### What to produce
Reproduce the data starting at the beginning and ending at the line containing "131L147 145L156 207L160", with "rough mask" replaced by "coarse mask" and all else unchanged.

### The data
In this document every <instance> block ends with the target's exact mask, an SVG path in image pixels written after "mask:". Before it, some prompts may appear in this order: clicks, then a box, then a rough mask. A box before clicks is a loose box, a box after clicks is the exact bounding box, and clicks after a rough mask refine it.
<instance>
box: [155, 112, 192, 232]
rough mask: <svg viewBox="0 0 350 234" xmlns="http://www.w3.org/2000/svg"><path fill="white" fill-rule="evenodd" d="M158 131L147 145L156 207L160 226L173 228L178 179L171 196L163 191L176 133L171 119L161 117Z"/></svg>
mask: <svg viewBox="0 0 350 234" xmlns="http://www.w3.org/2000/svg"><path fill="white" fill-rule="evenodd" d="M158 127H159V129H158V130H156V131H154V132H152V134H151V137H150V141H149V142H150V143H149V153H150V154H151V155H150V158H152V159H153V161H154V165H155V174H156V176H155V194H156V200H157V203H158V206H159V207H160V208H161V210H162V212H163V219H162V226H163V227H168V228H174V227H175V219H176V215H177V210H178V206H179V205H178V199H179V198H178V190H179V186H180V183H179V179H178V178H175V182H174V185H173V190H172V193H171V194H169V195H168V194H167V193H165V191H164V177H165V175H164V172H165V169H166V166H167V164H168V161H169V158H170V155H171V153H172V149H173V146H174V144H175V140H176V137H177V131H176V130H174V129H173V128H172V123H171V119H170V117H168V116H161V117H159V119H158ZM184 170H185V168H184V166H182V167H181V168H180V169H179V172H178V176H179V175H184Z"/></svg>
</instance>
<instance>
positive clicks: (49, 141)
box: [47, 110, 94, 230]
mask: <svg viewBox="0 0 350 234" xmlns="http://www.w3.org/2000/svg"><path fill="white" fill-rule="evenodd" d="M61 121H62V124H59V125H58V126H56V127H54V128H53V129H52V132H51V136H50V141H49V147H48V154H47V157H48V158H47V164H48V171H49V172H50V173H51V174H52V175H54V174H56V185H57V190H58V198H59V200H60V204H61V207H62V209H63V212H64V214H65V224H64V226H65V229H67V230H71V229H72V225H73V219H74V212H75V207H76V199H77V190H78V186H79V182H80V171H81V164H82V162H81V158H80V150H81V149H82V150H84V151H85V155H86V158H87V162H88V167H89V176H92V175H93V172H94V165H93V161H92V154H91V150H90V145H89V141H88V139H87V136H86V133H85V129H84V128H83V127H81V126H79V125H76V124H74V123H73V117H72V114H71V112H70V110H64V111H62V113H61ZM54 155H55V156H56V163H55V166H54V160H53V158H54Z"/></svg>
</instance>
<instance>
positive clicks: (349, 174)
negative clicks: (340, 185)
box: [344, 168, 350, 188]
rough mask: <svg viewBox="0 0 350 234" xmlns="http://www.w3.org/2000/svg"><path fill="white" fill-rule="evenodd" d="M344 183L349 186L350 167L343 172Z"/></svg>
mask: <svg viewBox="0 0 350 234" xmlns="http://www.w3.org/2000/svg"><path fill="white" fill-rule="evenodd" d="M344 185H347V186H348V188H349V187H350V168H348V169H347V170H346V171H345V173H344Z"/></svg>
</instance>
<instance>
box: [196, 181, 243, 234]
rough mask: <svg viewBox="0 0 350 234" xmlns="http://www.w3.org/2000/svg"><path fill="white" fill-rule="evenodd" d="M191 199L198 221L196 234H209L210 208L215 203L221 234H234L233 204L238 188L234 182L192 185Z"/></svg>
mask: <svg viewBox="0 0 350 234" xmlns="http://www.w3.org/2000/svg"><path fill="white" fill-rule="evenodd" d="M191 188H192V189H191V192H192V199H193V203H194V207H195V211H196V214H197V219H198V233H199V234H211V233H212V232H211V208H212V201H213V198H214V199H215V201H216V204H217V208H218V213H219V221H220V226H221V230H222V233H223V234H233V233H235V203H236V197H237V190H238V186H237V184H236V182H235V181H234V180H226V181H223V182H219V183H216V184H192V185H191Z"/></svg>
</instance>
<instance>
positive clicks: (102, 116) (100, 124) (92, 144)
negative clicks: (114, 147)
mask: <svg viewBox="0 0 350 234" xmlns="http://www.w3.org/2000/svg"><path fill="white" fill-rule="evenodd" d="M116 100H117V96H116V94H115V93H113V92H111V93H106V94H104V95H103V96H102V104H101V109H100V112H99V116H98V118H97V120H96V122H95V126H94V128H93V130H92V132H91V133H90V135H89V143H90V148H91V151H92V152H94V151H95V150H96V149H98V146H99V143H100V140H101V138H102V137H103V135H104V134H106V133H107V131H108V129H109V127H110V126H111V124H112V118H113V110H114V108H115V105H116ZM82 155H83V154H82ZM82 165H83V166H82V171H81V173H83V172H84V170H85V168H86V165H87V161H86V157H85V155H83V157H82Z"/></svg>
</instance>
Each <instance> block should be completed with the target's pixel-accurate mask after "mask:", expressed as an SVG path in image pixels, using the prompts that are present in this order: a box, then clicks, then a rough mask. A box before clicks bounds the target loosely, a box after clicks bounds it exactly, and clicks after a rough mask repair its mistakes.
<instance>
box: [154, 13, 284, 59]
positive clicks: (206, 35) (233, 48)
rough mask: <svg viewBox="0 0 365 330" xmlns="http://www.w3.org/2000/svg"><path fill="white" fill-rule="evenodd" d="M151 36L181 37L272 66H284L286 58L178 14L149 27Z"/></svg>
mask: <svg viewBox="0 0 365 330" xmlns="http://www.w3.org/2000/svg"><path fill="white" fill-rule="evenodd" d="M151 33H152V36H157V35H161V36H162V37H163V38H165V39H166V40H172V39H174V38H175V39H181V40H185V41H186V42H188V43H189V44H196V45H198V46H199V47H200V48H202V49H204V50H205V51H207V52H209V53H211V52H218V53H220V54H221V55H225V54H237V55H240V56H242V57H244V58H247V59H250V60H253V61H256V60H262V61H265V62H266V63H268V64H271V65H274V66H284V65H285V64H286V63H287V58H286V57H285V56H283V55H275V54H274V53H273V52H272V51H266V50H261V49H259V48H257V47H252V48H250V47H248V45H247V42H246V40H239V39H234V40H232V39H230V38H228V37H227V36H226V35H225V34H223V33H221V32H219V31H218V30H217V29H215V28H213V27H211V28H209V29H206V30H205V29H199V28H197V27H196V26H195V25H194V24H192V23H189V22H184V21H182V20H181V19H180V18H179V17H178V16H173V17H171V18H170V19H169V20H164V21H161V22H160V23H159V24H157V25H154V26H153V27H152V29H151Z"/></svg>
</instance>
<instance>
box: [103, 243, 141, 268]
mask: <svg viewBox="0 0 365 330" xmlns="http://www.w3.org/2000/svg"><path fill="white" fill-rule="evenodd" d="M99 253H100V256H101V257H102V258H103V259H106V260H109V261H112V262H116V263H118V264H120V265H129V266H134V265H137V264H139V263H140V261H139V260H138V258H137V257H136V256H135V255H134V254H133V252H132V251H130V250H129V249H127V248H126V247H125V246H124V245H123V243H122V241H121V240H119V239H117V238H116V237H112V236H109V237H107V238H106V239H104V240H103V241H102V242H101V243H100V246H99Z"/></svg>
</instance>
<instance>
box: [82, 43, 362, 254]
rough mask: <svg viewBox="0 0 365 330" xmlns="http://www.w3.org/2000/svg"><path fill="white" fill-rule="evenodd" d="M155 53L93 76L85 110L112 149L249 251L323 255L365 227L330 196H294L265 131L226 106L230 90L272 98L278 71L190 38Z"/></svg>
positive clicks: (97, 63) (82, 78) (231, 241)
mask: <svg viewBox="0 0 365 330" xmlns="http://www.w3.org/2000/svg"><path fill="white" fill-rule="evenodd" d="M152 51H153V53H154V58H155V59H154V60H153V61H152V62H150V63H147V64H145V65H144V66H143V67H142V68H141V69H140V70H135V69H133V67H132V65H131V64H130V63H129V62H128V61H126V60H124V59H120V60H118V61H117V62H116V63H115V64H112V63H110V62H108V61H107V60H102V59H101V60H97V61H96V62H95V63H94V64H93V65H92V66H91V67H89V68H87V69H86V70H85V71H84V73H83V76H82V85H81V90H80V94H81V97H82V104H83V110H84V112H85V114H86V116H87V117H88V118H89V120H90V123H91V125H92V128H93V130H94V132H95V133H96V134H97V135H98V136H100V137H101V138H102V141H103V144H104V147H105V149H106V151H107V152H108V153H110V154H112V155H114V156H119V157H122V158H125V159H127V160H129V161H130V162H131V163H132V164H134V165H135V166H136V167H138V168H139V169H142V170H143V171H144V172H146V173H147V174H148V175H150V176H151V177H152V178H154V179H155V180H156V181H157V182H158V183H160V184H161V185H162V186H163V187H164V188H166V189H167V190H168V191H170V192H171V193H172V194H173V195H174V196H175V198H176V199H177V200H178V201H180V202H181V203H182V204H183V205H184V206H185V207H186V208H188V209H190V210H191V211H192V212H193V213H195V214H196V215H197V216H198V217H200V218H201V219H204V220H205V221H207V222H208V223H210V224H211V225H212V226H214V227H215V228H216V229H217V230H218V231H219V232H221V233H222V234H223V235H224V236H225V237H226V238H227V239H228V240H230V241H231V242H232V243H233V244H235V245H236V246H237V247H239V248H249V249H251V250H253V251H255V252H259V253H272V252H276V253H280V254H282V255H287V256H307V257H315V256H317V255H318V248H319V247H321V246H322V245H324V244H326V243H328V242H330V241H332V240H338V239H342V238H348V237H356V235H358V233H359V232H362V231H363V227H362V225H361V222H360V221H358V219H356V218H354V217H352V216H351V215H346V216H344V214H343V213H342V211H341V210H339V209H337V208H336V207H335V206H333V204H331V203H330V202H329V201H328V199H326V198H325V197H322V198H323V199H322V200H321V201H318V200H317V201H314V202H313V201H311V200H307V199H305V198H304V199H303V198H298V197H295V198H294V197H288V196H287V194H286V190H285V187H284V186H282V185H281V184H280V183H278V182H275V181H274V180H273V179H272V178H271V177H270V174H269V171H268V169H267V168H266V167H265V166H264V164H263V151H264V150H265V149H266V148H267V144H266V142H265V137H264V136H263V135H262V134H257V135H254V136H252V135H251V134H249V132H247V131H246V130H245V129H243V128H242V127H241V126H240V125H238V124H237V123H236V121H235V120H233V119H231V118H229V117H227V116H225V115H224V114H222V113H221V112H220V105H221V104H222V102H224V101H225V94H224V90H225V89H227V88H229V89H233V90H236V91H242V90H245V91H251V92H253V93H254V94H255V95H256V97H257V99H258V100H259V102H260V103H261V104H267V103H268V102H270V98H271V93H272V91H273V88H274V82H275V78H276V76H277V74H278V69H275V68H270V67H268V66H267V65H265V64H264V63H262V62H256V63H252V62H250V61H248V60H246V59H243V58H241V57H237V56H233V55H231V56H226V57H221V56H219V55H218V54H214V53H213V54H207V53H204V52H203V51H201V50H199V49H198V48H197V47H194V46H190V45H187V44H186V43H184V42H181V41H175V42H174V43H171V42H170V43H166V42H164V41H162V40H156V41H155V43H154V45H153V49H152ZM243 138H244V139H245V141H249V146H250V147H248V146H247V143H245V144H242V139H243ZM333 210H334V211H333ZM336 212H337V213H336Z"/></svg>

### Answer space
In this document every <instance> block ends with the target's exact mask, an SVG path in image pixels written after "mask:". Before it, some prompts may appear in this order: clicks, then a box, then a coarse mask. A box before clicks is a loose box, a box after clicks is the exact bounding box, and clicks after a coarse mask refine it.
<instance>
box: [155, 112, 192, 232]
coarse mask: <svg viewBox="0 0 350 234" xmlns="http://www.w3.org/2000/svg"><path fill="white" fill-rule="evenodd" d="M158 131L147 145L156 207L160 226L173 228L178 179L171 196L163 191L176 133L171 119L161 117Z"/></svg>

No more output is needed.